* Start ENTRIES SHOWN *

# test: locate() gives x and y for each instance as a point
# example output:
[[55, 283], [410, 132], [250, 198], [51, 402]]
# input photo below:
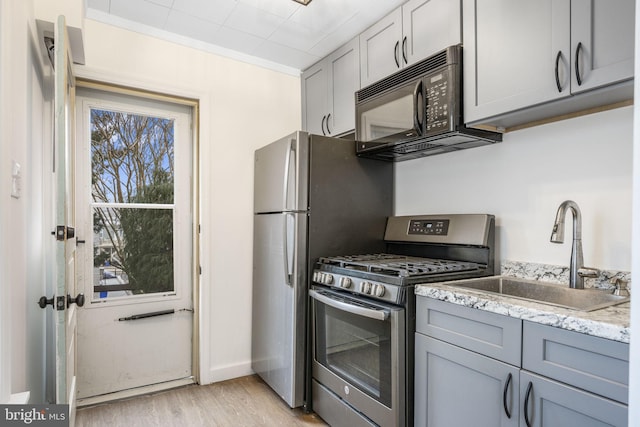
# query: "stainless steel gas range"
[[363, 314]]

* End ENTRIES SHOWN *

▶ AIM OF THE TASK
Copy out the items above word for word, leaving out the pictures.

▶ COMPLETE OUTPUT
# test: locate() gives x and y for each instance as a point
# example output:
[[55, 283], [410, 132], [250, 198], [51, 402]]
# input photo below:
# query: "stainless steel gas range"
[[363, 314]]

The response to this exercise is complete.